Format the lines of every record below as a numbered list, omitting blank lines. Leave the pictures out of the result.

···

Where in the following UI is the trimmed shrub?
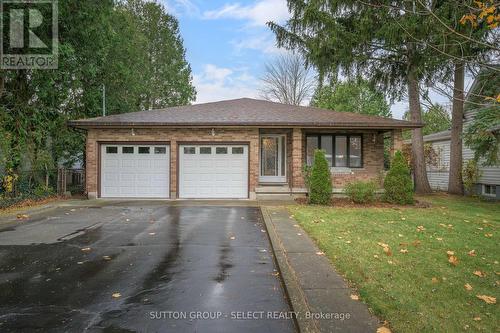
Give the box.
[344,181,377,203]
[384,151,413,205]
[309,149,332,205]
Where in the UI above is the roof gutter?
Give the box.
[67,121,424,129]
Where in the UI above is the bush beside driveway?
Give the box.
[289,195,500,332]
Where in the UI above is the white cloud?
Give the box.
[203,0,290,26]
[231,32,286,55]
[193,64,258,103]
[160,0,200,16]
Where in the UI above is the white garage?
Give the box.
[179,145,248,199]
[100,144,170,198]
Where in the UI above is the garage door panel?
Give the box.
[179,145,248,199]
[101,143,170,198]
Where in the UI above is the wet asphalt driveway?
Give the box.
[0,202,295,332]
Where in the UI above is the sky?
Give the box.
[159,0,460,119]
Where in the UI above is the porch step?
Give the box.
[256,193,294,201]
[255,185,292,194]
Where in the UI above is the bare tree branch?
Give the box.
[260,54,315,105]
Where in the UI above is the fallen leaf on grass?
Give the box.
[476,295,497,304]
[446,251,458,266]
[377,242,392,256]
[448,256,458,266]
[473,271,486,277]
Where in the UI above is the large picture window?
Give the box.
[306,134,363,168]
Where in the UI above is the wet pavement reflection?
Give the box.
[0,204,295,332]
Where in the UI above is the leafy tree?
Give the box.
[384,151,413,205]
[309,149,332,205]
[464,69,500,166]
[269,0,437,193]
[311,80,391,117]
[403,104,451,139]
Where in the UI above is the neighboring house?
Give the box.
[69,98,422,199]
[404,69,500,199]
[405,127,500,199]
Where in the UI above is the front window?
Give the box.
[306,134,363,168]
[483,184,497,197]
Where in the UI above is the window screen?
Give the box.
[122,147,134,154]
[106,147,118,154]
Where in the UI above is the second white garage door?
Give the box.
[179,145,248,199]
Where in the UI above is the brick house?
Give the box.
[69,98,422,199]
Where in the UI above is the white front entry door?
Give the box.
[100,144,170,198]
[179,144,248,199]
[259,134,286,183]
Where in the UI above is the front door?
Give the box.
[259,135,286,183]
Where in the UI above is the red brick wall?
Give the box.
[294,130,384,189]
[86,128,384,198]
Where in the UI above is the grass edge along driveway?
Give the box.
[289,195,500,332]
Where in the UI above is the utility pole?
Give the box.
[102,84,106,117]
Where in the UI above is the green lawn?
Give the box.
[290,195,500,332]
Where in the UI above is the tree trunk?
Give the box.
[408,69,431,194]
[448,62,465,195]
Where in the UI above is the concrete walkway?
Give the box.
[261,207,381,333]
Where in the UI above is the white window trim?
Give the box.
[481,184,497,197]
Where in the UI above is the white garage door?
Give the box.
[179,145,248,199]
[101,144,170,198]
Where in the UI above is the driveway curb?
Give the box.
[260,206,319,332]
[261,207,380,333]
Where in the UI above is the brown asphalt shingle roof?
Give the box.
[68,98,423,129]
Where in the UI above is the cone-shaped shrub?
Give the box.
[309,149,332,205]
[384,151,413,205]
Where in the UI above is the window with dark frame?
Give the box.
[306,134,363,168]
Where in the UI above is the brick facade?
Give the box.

···

[Exercise answer]:
1. Where in the following UI is the trimmed shrub?
2. Give the box.
3. [344,181,377,203]
4. [384,151,413,205]
5. [309,149,332,205]
6. Where in the UI above is the roof gutter?
7. Give the box.
8. [67,121,424,129]
9. Where in the UI above is the bush beside driveway?
10. Give the box.
11. [289,195,500,332]
12. Where in the UI above is the white cloud?
13. Give the box.
14. [203,0,290,26]
15. [231,32,286,55]
16. [193,64,258,103]
17. [160,0,200,16]
18. Where in the UI above is the white garage?
19. Give the box.
20. [179,145,248,199]
21. [100,144,170,198]
22. Where in the UI above is the garage door panel?
23. Give the box.
24. [179,145,248,199]
25. [101,143,170,198]
26. Where in the UI above is the wet asphalt driveway?
27. Give the box.
28. [0,202,295,332]
29. Where in the UI above is the sky?
30. Give the box.
31. [159,0,460,119]
32. Where in the UI above is the porch step?
33. Give the box.
34. [256,193,294,201]
35. [255,185,292,194]
36. Where in the UI above is the bare tree branch?
37. Give the box.
38. [260,54,315,105]
39. Where in the UI above is the fallen leaf on grass?
40. Give the box.
41. [476,295,497,304]
42. [446,251,458,266]
43. [377,242,392,256]
44. [448,256,458,266]
45. [473,271,486,277]
46. Where in the UI above is the large picture window?
47. Give the box.
48. [306,134,363,168]
49. Where in the UI above is the wet pavement reflection?
50. Give the box.
51. [0,204,295,332]
52. Where in the UI above is the leafy tree?
53. Give the box.
54. [384,151,413,205]
55. [309,149,332,205]
56. [464,69,500,166]
57. [269,0,437,193]
58. [311,80,391,117]
59. [403,104,451,139]
60. Where in the UI above is the neighboring house?
61. Give the box.
62. [69,98,422,199]
63. [404,69,500,199]
64. [405,127,500,199]
65. Where in the UI above is the front window?
66. Give the box.
67. [306,134,363,168]
68. [483,184,497,197]
69. Where in the UI above is the window screen?
70. Give the box.
71. [122,147,134,154]
72. [106,147,118,154]
73. Where in the UI above is the second white garage door?
74. Give the box.
75. [179,145,248,199]
76. Where in the UI above is the brick house?
77. Give the box.
78. [69,98,422,199]
79. Where in the UI above is the white front entry door?
80. Give the box.
81. [100,144,170,198]
82. [179,144,248,199]
83. [259,134,286,183]
84. Where in the UI above is the front door?
85. Give the box.
86. [259,135,286,183]
87. Where in the UI above is the red brick wall?
88. Give the box.
89. [294,130,384,189]
90. [86,128,384,198]
91. Where in the UI above is the grass edge along driveway?
92. Give the box.
93. [289,195,500,332]
94. Where in the UI above is the utility pole?
95. Give the box.
96. [102,84,106,117]
97. Where in the UI above is the green lawn?
98. Give the box.
99. [290,195,500,332]
100. Where in the UI above is the tree trunk?
101. Give the box.
102. [408,69,431,194]
103. [448,62,465,195]
104. Where in the UI above is the concrete walkway?
105. Give the box.
106. [261,207,381,333]
107. Where in the UI above is the white window trim?
108. Give the box.
109. [481,184,497,197]
110. Where in the UI above is the white garage door?
111. Give the box.
112. [179,145,248,199]
113. [101,144,170,198]
114. Where in the UI above is the driveway curb?
115. Give the box.
116. [260,206,319,332]
117. [261,207,380,333]
118. Where in the UI above is the brown asphalt shingle roof?
119. Give the box.
120. [68,98,423,129]
121. Where in the UI above is the cone-shaped shrub?
122. Give the box.
123. [309,149,332,205]
124. [384,151,413,205]
125. Where in the UI above is the window with dark frame?
126. Give the box.
127. [306,134,363,168]
128. Where in the UI above is the brick facade?
129. Give the box.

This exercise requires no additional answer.